WORK REQUIRED =>
For every line in the entries that contains "rough", show the whole line.

LISTED ENTRIES =>
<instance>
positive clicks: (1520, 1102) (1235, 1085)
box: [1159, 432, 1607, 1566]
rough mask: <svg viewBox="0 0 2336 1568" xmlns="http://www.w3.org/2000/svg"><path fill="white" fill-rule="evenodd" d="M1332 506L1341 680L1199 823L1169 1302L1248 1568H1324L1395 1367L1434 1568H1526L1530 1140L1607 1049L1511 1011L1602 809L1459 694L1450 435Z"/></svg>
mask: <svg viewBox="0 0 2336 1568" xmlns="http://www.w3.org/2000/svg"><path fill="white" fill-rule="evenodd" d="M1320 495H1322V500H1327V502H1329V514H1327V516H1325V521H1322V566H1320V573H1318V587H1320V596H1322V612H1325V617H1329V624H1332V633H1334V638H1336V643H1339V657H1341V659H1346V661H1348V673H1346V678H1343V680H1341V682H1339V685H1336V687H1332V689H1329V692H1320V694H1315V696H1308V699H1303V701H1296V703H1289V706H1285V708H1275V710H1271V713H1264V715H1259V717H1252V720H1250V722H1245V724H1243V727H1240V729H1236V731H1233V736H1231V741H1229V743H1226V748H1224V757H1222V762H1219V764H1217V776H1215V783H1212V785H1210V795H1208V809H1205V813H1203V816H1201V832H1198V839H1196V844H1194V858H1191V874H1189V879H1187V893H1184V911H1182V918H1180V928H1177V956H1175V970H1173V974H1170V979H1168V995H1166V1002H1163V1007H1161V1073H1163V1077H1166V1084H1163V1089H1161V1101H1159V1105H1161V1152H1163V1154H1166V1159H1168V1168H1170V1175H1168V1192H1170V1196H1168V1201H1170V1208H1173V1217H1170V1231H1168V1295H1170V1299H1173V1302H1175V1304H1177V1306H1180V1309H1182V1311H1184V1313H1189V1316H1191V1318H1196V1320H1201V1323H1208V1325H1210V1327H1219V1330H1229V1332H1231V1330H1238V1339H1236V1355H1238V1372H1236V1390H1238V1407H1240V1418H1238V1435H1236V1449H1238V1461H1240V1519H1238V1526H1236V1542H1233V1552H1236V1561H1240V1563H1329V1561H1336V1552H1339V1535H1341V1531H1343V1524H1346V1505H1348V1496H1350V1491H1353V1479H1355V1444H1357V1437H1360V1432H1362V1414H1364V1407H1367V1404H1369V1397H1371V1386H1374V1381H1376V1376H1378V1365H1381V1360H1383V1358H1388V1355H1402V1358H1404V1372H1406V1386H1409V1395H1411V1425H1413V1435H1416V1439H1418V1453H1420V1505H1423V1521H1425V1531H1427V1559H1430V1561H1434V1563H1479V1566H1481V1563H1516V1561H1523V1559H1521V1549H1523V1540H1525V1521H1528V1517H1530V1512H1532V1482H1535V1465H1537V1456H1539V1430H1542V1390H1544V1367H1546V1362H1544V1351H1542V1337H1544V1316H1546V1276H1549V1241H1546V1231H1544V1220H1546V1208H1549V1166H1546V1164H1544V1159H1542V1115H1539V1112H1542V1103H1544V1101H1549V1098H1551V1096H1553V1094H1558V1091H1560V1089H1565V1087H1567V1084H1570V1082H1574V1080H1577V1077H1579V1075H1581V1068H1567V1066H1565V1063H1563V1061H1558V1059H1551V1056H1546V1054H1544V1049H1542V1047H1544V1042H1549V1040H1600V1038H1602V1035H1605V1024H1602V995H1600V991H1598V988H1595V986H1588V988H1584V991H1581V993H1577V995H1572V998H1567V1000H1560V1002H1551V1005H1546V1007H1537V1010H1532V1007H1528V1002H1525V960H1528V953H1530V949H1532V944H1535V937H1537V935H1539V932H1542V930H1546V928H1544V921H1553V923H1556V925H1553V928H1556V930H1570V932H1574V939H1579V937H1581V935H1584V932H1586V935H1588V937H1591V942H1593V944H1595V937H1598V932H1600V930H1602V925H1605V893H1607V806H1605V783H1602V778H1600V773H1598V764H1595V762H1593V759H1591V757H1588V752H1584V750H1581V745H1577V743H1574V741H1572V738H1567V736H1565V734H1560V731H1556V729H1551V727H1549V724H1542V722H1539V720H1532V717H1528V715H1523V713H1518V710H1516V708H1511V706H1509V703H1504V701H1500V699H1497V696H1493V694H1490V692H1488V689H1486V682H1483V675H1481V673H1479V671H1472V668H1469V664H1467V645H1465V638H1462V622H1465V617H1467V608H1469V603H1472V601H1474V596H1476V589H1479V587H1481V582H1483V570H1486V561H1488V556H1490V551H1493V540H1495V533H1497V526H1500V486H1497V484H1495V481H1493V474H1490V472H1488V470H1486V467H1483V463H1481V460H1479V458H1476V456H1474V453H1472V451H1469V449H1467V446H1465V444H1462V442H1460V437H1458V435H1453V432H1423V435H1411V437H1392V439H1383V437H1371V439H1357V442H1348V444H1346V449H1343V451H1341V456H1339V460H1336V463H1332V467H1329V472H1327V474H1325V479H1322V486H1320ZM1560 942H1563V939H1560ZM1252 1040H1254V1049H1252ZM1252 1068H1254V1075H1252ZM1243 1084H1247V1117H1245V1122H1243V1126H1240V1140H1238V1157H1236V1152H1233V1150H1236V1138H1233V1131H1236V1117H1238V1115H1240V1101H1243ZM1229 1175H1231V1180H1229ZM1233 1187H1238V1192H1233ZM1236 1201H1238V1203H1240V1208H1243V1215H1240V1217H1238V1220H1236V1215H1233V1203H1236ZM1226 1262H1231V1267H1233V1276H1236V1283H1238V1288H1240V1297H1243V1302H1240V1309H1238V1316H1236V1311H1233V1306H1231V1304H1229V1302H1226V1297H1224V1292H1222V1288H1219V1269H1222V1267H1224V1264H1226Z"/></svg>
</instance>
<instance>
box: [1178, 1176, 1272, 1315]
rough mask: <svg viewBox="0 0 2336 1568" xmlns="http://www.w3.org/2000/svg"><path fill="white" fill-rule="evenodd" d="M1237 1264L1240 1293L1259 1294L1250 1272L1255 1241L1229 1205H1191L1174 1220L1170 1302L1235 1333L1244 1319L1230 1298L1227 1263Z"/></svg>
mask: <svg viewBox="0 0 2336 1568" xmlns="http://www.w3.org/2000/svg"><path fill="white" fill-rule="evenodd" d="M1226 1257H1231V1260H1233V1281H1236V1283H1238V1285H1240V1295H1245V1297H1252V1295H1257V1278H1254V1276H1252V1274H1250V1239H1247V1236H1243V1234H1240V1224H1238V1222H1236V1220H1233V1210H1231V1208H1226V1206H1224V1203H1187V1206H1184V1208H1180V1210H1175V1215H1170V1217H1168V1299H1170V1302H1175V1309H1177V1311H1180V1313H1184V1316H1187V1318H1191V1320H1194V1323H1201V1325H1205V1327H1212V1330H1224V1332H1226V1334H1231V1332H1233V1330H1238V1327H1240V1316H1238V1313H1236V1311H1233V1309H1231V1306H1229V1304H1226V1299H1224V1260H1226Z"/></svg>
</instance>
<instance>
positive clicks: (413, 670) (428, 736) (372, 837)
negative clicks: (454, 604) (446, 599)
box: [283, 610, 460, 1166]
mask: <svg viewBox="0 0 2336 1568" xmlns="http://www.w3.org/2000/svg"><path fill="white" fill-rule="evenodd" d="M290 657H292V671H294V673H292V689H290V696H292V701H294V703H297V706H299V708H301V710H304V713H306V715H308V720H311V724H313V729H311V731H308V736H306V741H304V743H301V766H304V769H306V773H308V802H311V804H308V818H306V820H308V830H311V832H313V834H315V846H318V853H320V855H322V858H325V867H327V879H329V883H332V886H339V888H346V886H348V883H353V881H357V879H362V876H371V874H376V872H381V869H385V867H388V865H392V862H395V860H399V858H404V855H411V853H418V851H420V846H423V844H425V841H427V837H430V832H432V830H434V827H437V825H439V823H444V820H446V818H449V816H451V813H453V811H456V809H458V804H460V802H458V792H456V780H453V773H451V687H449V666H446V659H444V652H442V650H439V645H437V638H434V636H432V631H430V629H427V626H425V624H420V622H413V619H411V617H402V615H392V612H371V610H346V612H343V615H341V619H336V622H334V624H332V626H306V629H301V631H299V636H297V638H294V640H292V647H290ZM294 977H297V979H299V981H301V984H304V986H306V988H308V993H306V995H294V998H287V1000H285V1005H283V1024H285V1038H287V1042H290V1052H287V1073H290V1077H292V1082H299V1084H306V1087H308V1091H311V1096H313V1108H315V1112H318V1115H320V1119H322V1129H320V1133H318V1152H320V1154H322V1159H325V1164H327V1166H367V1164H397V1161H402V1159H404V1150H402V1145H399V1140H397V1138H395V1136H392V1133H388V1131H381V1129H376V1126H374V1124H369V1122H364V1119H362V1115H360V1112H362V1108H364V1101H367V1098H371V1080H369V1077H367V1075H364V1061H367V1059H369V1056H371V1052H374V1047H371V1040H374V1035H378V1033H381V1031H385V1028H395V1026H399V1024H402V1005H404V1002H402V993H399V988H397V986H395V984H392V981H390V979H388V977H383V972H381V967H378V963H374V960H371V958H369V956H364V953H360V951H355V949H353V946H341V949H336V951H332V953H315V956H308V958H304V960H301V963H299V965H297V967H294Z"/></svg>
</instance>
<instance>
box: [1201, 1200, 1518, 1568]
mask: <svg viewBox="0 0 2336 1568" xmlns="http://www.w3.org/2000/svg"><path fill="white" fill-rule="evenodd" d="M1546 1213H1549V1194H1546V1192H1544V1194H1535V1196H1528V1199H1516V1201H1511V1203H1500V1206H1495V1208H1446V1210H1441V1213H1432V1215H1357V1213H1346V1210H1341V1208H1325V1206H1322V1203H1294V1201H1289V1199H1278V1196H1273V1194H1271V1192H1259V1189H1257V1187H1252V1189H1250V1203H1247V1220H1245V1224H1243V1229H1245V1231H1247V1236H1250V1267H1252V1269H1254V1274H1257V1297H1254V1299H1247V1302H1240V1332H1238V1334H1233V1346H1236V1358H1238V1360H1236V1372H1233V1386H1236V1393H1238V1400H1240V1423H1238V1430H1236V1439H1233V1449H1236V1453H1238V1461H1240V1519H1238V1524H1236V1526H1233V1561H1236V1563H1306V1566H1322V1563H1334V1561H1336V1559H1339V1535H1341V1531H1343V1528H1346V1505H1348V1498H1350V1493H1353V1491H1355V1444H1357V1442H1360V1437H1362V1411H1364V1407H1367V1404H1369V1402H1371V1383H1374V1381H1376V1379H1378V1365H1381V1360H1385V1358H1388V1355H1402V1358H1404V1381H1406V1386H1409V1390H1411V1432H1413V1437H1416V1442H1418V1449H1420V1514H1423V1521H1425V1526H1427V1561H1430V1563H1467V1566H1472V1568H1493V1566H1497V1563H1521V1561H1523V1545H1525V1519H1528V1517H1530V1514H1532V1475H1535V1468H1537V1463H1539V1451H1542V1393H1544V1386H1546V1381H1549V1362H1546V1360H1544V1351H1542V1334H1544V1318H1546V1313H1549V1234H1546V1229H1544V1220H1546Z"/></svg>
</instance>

TASK ANSWER =>
rough mask: <svg viewBox="0 0 2336 1568" xmlns="http://www.w3.org/2000/svg"><path fill="white" fill-rule="evenodd" d="M1332 506L1341 680L1199 823L1169 1302L1248 1568H1324L1395 1367L1434 1568H1526L1530 1140L1607 1049L1511 1011L1602 809L1459 694L1450 435Z"/></svg>
rough mask: <svg viewBox="0 0 2336 1568" xmlns="http://www.w3.org/2000/svg"><path fill="white" fill-rule="evenodd" d="M1237 1264L1240 1293L1259 1294L1250 1272L1255 1241L1229 1205H1191L1174 1220L1170 1302L1235 1333L1244 1319L1230 1298L1227 1263Z"/></svg>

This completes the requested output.